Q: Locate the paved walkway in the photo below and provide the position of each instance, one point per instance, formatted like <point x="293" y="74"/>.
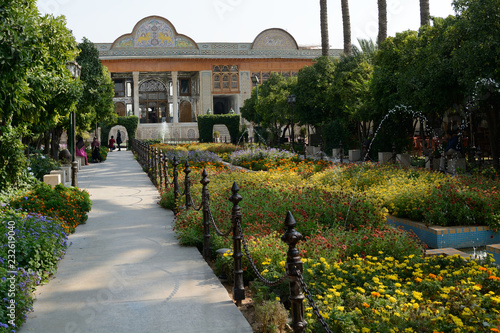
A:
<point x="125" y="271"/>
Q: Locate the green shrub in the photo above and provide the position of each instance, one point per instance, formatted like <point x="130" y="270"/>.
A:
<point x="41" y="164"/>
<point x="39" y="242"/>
::::::
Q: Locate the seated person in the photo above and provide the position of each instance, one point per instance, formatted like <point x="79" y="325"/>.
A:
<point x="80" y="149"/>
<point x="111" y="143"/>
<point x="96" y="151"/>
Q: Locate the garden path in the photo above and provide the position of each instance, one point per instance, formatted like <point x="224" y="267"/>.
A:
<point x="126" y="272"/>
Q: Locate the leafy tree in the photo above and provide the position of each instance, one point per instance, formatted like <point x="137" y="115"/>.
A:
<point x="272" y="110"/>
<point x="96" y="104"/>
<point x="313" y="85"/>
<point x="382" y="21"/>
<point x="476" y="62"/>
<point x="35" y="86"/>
::::::
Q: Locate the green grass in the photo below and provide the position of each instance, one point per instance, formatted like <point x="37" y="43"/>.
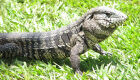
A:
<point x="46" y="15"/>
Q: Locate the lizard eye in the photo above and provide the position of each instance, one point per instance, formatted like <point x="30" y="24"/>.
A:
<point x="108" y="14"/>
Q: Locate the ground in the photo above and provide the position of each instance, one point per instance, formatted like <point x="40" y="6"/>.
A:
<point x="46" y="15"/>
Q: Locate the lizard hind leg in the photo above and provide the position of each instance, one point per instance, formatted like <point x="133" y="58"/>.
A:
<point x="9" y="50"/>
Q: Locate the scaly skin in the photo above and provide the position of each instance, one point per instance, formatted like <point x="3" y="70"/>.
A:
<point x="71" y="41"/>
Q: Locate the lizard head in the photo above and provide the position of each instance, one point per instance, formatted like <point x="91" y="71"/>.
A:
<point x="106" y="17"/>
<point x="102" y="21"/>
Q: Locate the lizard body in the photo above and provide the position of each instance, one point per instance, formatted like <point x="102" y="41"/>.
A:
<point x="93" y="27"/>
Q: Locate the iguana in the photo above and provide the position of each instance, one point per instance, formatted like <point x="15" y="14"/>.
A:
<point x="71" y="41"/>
::::::
# Action item
Your answer should consist only of the number of lines in the entries above that include "green".

# Solution to the exercise
2